### What to work on:
Output all of the data below without changing a word, and exclude the pictures.

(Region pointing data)
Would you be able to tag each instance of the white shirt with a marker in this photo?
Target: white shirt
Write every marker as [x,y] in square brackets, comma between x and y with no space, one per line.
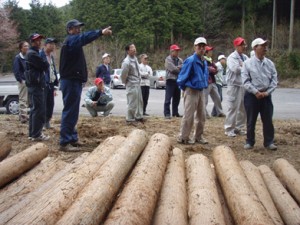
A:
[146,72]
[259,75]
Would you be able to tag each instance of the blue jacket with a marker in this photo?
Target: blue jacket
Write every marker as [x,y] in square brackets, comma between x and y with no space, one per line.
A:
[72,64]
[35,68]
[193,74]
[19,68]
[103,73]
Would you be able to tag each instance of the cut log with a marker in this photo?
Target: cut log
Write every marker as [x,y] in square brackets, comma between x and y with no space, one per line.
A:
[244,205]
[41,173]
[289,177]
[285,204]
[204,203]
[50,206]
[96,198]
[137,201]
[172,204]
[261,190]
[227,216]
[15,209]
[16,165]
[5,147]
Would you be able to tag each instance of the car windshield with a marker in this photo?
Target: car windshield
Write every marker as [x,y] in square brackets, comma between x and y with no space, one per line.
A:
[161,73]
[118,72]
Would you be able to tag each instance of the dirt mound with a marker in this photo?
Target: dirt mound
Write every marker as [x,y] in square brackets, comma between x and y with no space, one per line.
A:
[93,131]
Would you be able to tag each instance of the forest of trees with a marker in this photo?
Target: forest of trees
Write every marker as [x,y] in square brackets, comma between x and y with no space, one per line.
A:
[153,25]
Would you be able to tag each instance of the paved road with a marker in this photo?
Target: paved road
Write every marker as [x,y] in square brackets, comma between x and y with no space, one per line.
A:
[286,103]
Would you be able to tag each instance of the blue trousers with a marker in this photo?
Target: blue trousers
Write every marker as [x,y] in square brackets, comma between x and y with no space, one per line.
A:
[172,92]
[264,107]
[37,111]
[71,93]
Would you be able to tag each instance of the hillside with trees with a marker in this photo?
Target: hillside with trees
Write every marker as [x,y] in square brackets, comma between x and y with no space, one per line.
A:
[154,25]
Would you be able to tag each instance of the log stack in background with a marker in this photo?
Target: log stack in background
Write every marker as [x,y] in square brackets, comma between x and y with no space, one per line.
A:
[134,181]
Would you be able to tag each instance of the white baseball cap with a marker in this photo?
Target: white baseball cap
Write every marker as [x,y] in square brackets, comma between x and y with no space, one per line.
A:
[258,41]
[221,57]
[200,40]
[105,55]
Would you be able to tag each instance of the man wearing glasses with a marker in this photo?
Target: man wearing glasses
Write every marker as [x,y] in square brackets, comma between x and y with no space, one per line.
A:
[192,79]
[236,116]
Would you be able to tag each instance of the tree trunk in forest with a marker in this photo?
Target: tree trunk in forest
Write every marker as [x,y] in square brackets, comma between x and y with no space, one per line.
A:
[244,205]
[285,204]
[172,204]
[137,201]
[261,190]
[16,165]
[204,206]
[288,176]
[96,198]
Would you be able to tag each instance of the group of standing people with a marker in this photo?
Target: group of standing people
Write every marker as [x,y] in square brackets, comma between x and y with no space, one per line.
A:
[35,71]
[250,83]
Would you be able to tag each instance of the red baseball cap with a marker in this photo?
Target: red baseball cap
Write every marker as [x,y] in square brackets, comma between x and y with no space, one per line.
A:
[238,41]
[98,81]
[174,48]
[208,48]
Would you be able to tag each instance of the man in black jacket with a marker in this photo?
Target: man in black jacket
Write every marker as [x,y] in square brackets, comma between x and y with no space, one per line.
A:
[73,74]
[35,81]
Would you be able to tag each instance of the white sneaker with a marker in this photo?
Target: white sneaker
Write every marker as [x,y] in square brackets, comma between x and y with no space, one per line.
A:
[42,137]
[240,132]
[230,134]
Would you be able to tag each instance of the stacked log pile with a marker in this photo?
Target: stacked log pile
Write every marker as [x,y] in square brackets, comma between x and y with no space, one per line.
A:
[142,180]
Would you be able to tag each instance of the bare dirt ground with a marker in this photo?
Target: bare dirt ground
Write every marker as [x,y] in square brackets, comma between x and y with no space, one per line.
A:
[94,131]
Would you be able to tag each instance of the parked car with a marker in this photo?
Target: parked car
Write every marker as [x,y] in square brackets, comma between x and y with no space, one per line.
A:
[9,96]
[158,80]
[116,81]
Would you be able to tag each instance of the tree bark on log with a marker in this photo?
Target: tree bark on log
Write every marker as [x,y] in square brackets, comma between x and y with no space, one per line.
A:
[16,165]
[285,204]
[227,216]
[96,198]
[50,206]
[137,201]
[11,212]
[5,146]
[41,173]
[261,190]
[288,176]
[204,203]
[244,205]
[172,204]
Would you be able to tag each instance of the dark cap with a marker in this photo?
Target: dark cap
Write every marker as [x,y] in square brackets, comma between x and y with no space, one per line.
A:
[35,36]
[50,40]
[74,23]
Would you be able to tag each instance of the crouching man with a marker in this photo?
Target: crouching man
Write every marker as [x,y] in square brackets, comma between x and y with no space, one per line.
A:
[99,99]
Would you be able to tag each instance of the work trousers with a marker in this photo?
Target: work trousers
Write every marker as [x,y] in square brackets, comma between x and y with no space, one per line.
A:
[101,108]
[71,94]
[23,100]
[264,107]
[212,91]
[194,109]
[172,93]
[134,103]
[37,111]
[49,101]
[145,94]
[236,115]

### Response area:
Would you be able to tag each instance of the white shirt with a marker in this photo?
Target: white shirt
Write every marker as [x,y] in square brackets, comma between x and y with no space, one per line.
A:
[146,72]
[259,75]
Would you be able to tag each instance of the blue jacket with a marker in this photo?
Target: blue jacket
Write every marker as [x,y] in square brackets, comma between x and y with no space, one per line.
A:
[72,64]
[35,68]
[193,74]
[19,68]
[103,73]
Would you be able to tag each instance of the cut log with a marker in this photo?
Target: cut log
Write every marker as [x,y] in square brackets, comma between x and y with no space, one per line.
A:
[244,205]
[41,173]
[289,177]
[285,204]
[204,203]
[50,206]
[96,198]
[137,201]
[172,204]
[261,190]
[227,216]
[15,209]
[16,165]
[5,147]
Would you be able to tag each instance of the car windshield with a marker in this photo?
Target: car windshield
Write every marker as [x,y] in square brackets, comma between x and y with no space, one per line.
A:
[161,73]
[118,72]
Would you be able to tag each instance of the dirt mound with a marker in this photo?
Target: dirt mound
Write every marker as [x,y] in square brackets, comma between x and y with no space, one per line.
A:
[93,131]
Would you be able to tag each instance of the forest of trees with a marker in this photo?
Target: forest of trees
Write every marker as [x,y] in square brackets, comma between x and y with no space, one per line.
A:
[153,25]
Would you be able to tag each instance of the paved road with a marker in this photo?
Target: paved road
Write every marker as [x,y] in square brackets, comma between x and y with no space, one per line.
A:
[286,103]
Would you be able to tag each instance of the blue trousers with a marker in this photo?
Target: blue trousers
Write every marker as [x,y] in square brackets, comma between x and y with no space, one per line.
A:
[172,92]
[264,107]
[37,111]
[71,93]
Would you be able to tag each instance of the hillside with trees with a marker in this photo?
Target: hillside with trees
Write every marker as [x,y] in square brackets, comma between x and y with no space, one per line.
A:
[154,25]
Would you be able to tag each instance of the log stack in background with a marker in this photo?
Target: log stack in background
Write every marker as [x,y] in square brackets, comma between x and y with no space, one per line.
A:
[134,181]
Would you be able to tag each instance of the white baseball cap with a marker in this photo?
Target: white baseball cap
Write every marker as [x,y] in square brackets, comma between x and y with no space, one per line.
A:
[258,41]
[221,57]
[200,40]
[105,55]
Would you be able to tag each instance of the man wearing glasses with a marker in this photo?
Target: man wearing glasses
Write every marker as [x,y] in square brackets, comma between x and y with no space, one per line.
A:
[192,79]
[236,116]
Would you be able to tag each instance of the tree trunk in forest with a marker in this photo?
Target: tree trunk in forest
Write every marker as [x,y] in square brackets, comma between x and y with no space, one per line.
A:
[244,205]
[285,204]
[172,204]
[137,201]
[261,190]
[16,165]
[204,206]
[288,176]
[96,198]
Would you be able to tag each instance of the group of standing people with a marker in this photo?
Target: group of standing people
Write every marker as [x,y] in square brackets, comma between x and y with no space, one per line.
A:
[35,71]
[250,83]
Would you be able to tag each instance of the red baseball cap with a marker in this photo?
Target: red baseball cap
Write every marker as [x,y] in square brackets, comma between x and y with no space, one per line.
A:
[238,41]
[98,81]
[174,48]
[208,48]
Would you be able to tag each instance of the man in black jacket with a marker in this photo?
Target: man in black jacket
Write every marker as [x,y] in square brackets, comma between x and y with no space, one per line.
A:
[73,74]
[35,81]
Would you be able to tag each instance of the white sneaker with a marker in this photo?
Target: white sneaker
Write every marker as [x,y] in square brackets, comma between x and y with no space, one per line.
A:
[42,137]
[240,132]
[230,134]
Would you be able to tag each instance of the stacked log pile with a marker in this photo?
Target: stacked log pile
Write every marker as [x,y] in square brackets, comma between x and y with no space, one per line.
A:
[142,180]
Would you be able to tag each instance of the bare dirt ground with a marker in this photo?
Target: bare dirt ground
Write every marker as [x,y] in square brackets, comma between x and y with no space, one per line.
A:
[94,131]
Would you be able to tag each instance of the parked car with a marker in this photo?
Target: parked car
Write every marker as [x,y] in square brackets, comma between x and y with no space, one per line.
A:
[9,96]
[158,80]
[116,81]
Would you be able to tag each instance of the tree bark on log with a marker in this photo?
Target: tree bark on log
Write every marker as [x,y] in square brackets, comma between x and y with no space, one per line.
A:
[16,165]
[285,204]
[227,216]
[96,198]
[50,206]
[137,201]
[11,212]
[5,146]
[41,173]
[261,190]
[288,176]
[204,203]
[244,205]
[172,204]
Would you be able to tag each instance of the dark cap with a marker in this photo?
Target: dark cap
Write every marker as [x,y] in square brackets, comma between x and y with no space, one per line.
A:
[35,36]
[50,40]
[74,23]
Would you be able to tag each instance of the crouching man with a marker in this photo?
Target: crouching man
Write every marker as [x,y] in square brackets, comma between x and y with no space, one per line.
A:
[99,99]
Would you be able to tag each instance of the work trousers with a marker in this photo?
Target: work trousers
Write every marker as [x,y] in square brackets, comma between x and y with no space, one per line.
A:
[101,108]
[71,94]
[23,100]
[264,107]
[212,91]
[194,109]
[172,93]
[134,103]
[37,111]
[49,101]
[145,94]
[236,115]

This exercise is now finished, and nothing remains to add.